#### EXERCISE DESCRIPTION
Locate every line in the entries below that contains the word "sponsor" and copy each of those lines, treating uppercase and lowercase letters as different.

Records:
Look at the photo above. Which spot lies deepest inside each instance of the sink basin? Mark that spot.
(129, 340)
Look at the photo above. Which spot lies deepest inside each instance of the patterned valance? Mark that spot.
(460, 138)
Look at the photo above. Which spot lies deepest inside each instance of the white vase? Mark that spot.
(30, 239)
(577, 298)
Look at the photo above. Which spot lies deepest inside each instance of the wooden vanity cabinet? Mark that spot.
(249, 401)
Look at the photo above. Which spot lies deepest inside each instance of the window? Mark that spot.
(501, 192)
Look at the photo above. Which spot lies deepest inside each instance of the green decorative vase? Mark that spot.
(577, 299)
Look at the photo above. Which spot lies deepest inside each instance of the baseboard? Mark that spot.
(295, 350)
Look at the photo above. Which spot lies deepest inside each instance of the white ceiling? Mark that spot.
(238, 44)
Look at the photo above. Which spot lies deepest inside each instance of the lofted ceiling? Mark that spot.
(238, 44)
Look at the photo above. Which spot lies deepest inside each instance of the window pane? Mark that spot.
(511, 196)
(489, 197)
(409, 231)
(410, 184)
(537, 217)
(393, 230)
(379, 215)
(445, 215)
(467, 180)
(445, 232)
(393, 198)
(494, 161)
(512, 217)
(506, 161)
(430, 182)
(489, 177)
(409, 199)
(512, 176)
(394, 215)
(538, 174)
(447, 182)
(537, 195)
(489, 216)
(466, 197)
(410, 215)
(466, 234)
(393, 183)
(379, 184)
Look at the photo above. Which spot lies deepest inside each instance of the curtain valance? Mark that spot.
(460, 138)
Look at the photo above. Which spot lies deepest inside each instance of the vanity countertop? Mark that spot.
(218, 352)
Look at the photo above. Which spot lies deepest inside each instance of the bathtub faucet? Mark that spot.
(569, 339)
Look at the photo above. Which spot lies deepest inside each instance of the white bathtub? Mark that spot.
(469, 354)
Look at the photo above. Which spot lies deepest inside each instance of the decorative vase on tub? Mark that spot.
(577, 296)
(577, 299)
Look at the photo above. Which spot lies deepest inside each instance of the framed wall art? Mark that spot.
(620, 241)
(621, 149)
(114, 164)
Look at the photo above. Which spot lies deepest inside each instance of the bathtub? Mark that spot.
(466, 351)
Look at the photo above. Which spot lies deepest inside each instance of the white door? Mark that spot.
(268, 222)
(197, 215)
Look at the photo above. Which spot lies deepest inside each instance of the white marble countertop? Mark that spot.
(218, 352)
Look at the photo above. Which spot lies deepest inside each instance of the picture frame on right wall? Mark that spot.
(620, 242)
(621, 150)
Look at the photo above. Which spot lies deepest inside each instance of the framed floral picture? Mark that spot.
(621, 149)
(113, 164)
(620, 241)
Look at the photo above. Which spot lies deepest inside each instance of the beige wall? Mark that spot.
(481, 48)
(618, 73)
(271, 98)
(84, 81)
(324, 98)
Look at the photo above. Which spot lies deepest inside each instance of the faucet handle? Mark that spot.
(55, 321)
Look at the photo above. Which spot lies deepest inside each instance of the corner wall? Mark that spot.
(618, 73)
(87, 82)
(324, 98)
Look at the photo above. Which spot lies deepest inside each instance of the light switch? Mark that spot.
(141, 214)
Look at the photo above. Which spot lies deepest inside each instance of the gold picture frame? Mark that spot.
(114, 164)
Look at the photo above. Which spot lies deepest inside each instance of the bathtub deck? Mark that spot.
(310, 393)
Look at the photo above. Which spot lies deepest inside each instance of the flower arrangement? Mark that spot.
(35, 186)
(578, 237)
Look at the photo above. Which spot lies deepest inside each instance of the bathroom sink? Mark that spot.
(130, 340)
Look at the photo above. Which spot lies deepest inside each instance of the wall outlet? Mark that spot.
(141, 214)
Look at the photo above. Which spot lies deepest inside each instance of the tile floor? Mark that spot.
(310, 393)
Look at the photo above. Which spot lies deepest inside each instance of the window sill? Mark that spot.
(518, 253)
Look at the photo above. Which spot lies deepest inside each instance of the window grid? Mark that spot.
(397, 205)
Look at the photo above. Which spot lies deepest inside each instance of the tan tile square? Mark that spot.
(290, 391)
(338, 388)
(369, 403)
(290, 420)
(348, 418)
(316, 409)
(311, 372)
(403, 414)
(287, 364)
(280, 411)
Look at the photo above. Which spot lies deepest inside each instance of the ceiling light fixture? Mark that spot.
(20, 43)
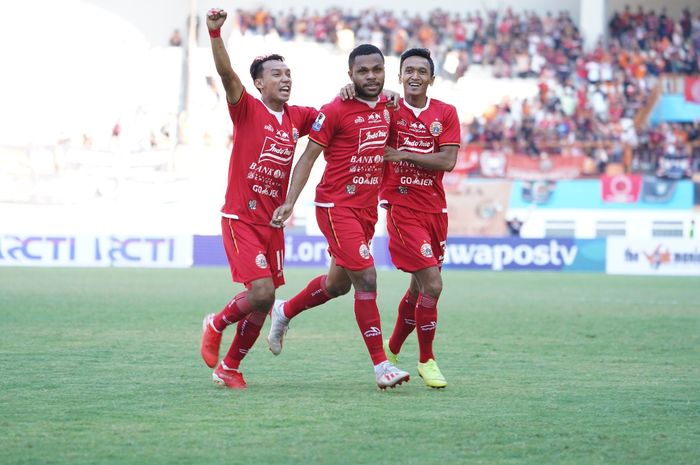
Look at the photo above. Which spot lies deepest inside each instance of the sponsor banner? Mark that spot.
(621, 188)
(300, 251)
(478, 209)
(96, 251)
(653, 256)
(498, 254)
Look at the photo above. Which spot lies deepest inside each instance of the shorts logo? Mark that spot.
(372, 331)
(319, 122)
(261, 261)
(364, 251)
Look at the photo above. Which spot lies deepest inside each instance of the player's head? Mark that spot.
(272, 77)
(366, 70)
(416, 71)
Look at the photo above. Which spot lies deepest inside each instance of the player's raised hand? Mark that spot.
(280, 215)
(216, 18)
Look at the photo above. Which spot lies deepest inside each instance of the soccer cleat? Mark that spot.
(228, 378)
(211, 340)
(431, 374)
(392, 357)
(278, 327)
(389, 376)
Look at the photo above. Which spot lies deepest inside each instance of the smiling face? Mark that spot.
(415, 77)
(275, 84)
(367, 73)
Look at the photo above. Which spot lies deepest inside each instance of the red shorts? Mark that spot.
(349, 233)
(416, 239)
(254, 251)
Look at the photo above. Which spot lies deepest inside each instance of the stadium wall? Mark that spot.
(611, 255)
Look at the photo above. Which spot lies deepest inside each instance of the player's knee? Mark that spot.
(433, 287)
(338, 289)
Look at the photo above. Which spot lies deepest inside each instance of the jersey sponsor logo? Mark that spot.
(417, 144)
(318, 124)
(276, 152)
(372, 331)
(261, 261)
(364, 251)
(436, 128)
(372, 138)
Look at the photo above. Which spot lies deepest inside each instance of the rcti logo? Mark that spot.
(658, 257)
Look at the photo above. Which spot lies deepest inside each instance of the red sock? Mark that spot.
(426, 322)
(247, 333)
(367, 316)
(234, 311)
(405, 322)
(313, 295)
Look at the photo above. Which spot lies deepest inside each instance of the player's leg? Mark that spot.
(319, 291)
(261, 295)
(405, 321)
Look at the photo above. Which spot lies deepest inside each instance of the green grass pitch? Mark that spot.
(102, 366)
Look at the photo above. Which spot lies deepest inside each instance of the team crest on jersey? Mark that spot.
(364, 251)
(374, 118)
(319, 122)
(261, 261)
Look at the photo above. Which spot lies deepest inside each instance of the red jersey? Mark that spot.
(403, 182)
(353, 136)
(261, 158)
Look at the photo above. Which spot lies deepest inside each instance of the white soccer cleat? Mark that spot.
(278, 328)
(389, 376)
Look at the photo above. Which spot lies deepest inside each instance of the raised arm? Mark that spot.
(232, 83)
(444, 160)
(299, 178)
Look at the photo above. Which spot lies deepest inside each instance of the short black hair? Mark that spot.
(256, 66)
(418, 52)
(364, 49)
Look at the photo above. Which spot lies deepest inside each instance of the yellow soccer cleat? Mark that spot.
(431, 374)
(392, 357)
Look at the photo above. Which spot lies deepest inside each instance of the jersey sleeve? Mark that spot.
(239, 111)
(323, 127)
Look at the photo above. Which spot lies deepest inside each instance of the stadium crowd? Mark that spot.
(587, 101)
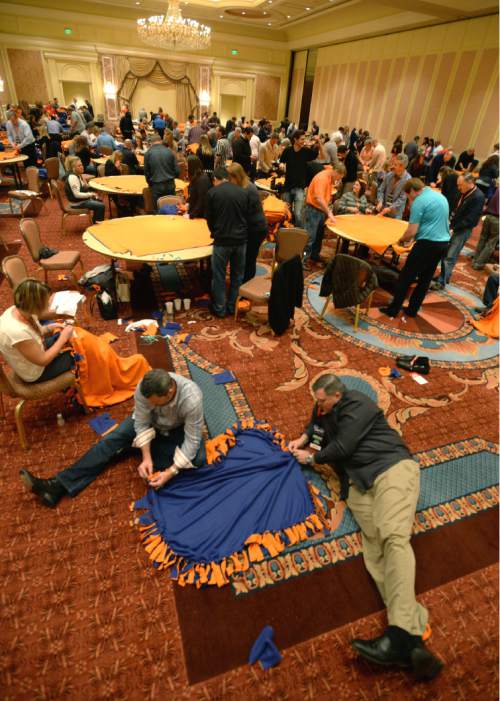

#### WRITTEN REPLY
Look at the photo above. Which spot lies deepest inside each instance of the sponsor banner? Mark that spot.
Look at the photo above. Which spot lies deepest inside each instance of the jersey sponsor logo? Mark that spot.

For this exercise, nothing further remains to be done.